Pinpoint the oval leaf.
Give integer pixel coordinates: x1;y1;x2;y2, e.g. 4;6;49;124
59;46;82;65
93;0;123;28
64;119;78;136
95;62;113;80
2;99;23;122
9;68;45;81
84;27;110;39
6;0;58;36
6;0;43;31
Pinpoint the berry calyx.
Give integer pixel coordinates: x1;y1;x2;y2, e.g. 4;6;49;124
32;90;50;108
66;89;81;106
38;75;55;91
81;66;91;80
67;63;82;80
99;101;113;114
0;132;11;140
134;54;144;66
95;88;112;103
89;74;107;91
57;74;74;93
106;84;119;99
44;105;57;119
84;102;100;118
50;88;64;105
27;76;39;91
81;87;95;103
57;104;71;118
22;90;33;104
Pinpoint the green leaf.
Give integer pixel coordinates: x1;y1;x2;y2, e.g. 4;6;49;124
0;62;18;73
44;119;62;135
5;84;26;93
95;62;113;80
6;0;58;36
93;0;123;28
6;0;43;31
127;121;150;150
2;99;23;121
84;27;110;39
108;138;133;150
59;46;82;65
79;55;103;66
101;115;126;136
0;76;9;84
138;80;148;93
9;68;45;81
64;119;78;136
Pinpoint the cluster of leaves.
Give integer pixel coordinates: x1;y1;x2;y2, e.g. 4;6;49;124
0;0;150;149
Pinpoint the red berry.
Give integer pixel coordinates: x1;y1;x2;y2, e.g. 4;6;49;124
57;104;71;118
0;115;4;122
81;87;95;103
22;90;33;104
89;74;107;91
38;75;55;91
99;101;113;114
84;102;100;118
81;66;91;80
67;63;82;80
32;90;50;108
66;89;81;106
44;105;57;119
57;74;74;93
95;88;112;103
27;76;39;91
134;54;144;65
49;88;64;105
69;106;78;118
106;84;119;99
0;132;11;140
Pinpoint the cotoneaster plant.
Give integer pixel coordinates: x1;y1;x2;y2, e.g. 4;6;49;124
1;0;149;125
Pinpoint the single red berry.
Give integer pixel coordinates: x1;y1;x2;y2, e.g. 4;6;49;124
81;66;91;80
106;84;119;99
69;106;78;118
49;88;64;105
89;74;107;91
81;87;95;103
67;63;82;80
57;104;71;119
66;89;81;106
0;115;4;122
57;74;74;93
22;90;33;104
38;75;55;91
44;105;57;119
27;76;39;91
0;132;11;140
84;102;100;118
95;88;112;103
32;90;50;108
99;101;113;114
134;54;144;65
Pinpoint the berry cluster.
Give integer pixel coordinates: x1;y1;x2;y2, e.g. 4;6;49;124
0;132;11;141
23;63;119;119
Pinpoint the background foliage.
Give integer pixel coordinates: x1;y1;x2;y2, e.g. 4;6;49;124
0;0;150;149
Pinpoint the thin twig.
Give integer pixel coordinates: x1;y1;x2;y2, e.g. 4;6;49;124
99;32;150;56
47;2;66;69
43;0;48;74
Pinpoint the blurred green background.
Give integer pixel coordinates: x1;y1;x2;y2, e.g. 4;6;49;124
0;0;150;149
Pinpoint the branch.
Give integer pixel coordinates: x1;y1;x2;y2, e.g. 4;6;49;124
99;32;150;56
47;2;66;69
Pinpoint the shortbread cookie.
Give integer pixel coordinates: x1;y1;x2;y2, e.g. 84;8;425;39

Action item
After locating the line holding "Pinpoint the cotoneaster plant." above, output exactly that line and every line after it through the line holding "Pinpoint the single red berry.". Include nothing else.

Solution
Pinpoint the cotoneaster plant.
Give integer pixel coordinates: x1;y1;x2;y2, e.g. 4;6;49;124
1;0;149;125
Pinpoint the single red berry.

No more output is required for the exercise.